#### TASK GOAL
When you reach the line that contains "query | cage door latch" in the data below, start reproducing lines exactly, and stop after the line that contains "task | indicate the green cardboard".

#### Data items
*** Begin section ***
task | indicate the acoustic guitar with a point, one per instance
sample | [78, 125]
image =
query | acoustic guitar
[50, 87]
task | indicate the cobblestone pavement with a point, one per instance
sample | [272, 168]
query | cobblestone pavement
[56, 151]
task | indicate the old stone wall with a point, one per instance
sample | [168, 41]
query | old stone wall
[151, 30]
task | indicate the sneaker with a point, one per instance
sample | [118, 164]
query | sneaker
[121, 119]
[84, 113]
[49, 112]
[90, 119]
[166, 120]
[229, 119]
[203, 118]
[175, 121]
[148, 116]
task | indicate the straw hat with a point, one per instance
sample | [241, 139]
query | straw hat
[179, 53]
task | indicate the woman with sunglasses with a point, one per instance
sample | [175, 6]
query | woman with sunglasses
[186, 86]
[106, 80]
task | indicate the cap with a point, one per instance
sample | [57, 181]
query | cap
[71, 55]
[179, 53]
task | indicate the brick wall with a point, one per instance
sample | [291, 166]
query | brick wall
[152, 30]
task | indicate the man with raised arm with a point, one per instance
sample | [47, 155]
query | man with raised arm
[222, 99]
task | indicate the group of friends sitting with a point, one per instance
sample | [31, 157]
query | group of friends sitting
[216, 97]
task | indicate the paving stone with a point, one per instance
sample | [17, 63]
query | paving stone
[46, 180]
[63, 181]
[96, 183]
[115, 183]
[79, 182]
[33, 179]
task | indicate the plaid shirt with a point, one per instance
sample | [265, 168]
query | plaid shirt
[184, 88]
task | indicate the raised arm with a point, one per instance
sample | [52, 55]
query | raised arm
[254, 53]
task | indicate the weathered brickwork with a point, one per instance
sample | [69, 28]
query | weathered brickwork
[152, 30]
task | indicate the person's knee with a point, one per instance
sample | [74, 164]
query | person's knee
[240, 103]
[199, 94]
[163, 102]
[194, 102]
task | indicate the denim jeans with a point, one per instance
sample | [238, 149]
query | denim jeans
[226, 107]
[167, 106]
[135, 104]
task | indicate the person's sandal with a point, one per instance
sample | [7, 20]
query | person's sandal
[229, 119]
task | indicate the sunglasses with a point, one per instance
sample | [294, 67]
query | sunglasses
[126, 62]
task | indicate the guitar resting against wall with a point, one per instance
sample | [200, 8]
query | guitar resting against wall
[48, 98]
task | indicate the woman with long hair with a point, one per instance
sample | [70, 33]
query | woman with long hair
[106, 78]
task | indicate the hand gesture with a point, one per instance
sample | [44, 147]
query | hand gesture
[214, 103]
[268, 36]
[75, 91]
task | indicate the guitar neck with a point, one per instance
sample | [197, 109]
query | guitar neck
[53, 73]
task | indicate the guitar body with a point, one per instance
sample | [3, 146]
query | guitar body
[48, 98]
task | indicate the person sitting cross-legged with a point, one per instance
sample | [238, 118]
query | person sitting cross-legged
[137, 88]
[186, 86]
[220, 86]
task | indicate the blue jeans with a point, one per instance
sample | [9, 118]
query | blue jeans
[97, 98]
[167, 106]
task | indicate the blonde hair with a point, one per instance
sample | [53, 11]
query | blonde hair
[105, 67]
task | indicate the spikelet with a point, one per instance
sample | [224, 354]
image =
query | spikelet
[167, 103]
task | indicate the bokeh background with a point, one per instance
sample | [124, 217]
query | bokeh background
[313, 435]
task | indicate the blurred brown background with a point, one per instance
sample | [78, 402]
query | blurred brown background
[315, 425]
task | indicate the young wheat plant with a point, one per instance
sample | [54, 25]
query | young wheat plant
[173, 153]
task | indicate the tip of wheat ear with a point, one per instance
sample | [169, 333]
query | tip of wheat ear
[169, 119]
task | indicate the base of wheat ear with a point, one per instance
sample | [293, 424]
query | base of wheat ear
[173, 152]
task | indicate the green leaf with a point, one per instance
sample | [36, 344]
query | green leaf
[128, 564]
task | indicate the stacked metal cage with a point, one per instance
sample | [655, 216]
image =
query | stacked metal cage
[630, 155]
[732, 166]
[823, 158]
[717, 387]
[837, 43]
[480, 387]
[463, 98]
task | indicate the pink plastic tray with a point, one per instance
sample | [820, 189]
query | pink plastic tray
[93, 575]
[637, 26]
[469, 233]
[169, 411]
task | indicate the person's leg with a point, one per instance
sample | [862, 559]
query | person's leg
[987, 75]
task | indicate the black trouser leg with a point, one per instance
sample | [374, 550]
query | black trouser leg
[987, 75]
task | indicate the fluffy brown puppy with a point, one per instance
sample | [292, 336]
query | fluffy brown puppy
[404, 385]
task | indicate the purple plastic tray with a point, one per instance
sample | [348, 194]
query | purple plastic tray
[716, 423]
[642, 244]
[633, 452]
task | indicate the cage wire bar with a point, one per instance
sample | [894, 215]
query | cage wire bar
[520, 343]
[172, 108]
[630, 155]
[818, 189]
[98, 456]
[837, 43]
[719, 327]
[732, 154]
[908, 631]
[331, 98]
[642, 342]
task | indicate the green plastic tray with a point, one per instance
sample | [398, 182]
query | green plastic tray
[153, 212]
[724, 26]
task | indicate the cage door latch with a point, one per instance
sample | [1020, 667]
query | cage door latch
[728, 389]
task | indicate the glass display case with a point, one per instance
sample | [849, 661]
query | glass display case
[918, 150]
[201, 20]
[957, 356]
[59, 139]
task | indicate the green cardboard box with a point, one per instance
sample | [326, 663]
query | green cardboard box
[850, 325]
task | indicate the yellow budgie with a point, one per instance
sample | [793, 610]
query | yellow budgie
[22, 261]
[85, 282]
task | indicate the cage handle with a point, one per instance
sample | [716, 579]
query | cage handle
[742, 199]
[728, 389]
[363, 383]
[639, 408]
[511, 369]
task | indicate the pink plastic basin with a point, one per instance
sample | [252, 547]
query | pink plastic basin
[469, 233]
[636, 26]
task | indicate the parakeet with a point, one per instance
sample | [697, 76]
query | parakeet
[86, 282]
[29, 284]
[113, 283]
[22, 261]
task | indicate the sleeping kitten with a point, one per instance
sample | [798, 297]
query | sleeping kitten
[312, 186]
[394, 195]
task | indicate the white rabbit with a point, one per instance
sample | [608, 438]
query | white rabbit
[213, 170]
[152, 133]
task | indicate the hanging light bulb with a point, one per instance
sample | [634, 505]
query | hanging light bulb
*** End section ***
#### ANSWER
query | cage door latch
[728, 389]
task | indicate the glass display case with a point, one per instance
sample | [849, 661]
query | glass display case
[918, 150]
[201, 20]
[957, 356]
[59, 139]
task | indicate the green cardboard box with a point, one per instance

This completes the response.